Buying a stairway to heaven?

Just in the last year or so, a new type of scheme for reducing personal carbon emissions has appeared, the remarkably painless purchasing of “carbon offsets”. Carbonfund.org claims to neutralize a person’s CO2 footprint on the Earth for the low, low price of $99 per year, plus if you act now they will throw in an extra 5 tons for free! And you get a pen! Prices listed here range from $5-30 per ton of CO2 from a variety of similar organizations around the world. The average U.S. citizen is responsible for about 20 tons of CO2 release per year.

Compliance with Kyoto, a mere 5% reduction in carbon emissions, was forecast by Nordhaus [2001] to cost a few percent of GDP globally. The cost to stop emission completely and immediately may not even be calculable. Carbonfund.org promises zero net emissions, for a fraction of 1% of the average U.S. income. Can this possibly be real, or are we talking indulgences and snake oil?

The idea behind carbon offsets is built upon the foundation of carbon emissions trading established by the Kyoto Protocol, a scheme called cap and trade. Carbon emissions for industries are capped at some level by regulatory permits to emit CO2. If a company is able to cut its emissions below that level, it can sell its emission permits to another company. The cuts in emissions are thereby steered, by the invisible hand of the market, to the cheapest and most efficient means. Cap-and-trade has worked well for reduction of sulfur emissions in the U.S., that are responsible for acid rain. CO2 emission is intrinsically even better suited for cap-and-trade, because it is a truly global pollutant, so it matters not where the CO2 is emitted.
##########
_Work to be completed_.
Return the full carbon offsets passage above word for word.

_Given entries_.
##########
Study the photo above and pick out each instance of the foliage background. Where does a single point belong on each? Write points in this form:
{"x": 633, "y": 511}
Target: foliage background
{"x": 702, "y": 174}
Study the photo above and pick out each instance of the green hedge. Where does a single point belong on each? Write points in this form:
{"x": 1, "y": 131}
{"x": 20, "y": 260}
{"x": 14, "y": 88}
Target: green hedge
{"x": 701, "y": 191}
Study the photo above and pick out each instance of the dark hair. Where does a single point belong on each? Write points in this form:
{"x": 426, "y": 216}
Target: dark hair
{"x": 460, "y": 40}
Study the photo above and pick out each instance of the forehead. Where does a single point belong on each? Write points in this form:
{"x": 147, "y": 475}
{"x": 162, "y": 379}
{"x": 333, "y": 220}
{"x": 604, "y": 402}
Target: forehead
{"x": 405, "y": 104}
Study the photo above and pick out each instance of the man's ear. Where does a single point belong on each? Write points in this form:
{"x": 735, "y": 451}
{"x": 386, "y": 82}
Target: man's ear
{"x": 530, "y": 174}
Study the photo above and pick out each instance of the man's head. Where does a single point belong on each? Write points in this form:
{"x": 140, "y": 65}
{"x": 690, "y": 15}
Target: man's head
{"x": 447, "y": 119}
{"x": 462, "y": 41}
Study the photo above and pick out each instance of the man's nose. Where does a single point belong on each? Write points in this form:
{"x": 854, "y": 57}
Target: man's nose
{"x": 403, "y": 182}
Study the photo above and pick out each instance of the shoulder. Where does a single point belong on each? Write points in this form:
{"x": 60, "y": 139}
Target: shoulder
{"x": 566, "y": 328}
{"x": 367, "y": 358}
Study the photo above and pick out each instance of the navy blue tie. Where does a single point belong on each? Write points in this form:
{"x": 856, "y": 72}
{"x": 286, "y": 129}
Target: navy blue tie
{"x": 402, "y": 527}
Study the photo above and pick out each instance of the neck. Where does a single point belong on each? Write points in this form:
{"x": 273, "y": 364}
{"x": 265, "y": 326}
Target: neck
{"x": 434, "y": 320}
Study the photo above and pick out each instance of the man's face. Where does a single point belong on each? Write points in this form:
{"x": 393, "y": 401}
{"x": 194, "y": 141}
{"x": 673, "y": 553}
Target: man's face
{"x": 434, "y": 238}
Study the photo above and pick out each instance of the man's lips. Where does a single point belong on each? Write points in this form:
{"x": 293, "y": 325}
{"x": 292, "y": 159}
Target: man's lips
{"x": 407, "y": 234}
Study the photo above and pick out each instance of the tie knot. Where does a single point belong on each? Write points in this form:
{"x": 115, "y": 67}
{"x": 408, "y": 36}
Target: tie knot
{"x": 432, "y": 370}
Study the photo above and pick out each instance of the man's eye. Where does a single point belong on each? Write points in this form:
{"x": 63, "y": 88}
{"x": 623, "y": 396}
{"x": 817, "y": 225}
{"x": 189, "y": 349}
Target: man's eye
##########
_Task answer_.
Buying a stairway to heaven?

Just in the last year or so, a new type of scheme for reducing personal carbon emissions has appeared, the remarkably painless purchasing of “carbon offsets”. Carbonfund.org claims to neutralize a person’s CO2 footprint on the Earth for the low, low price of $99 per year, plus if you act now they will throw in an extra 5 tons for free! And you get a pen! Prices listed here range from $5-30 per ton of CO2 from a variety of similar organizations around the world. The average U.S. citizen is responsible for about 20 tons of CO2 release per year.

Compliance with Kyoto, a mere 5% reduction in carbon emissions, was forecast by Nordhaus [2001] to cost a few percent of GDP globally. The cost to stop emission completely and immediately may not even be calculable. Carbonfund.org promises zero net emissions, for a fraction of 1% of the average U.S. income. Can this possibly be real, or are we talking indulgences and snake oil?

The idea behind carbon offsets is built upon the foundation of carbon emissions trading established by the Kyoto Protocol, a scheme called cap and trade. Carbon emissions for industries are capped at some level by regulatory permits to emit CO2. If a company is able to cut its emissions below that level, it can sell its emission permits to another company. The cuts in emissions are thereby steered, by the invisible hand of the market, to the cheapest and most efficient means. Cap-and-trade has worked well for reduction of sulfur emissions in the U.S., that are responsible for acid rain. CO2 emission is intrinsically even better suited for cap-and-trade, because it is a truly global pollutant, so it matters not where the CO2 is emitted.